[Referring expression data]
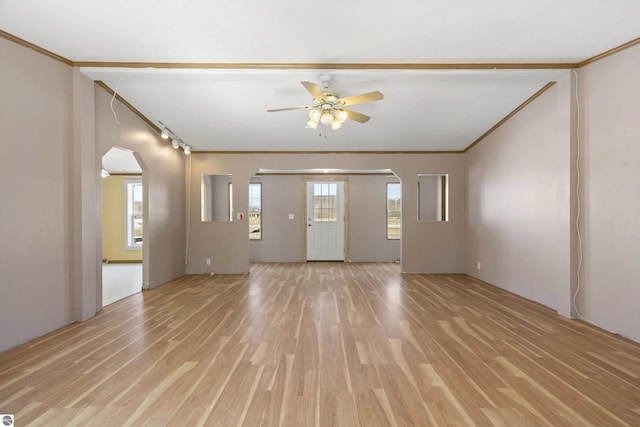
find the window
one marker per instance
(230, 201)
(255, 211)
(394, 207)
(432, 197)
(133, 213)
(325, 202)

==

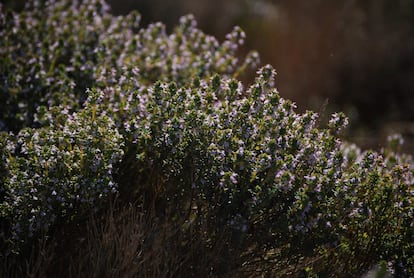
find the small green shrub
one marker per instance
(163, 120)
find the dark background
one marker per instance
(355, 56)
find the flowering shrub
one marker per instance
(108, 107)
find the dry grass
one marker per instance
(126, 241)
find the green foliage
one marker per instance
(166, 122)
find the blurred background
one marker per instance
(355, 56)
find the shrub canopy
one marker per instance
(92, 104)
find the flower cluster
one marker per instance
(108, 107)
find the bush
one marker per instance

...

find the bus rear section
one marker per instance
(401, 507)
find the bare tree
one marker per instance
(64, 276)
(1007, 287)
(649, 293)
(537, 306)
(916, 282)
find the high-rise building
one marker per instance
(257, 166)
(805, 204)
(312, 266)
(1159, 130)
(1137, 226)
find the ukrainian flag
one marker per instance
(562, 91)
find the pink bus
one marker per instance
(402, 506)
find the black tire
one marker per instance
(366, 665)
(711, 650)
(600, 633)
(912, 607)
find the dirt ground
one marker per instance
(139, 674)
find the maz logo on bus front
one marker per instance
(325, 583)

## Try it
Read the entries above and find each line holding the word "shrub". Copy it out.

## Result of the exercise
find the small green shrub
find the flowering shrub
find the shrub canopy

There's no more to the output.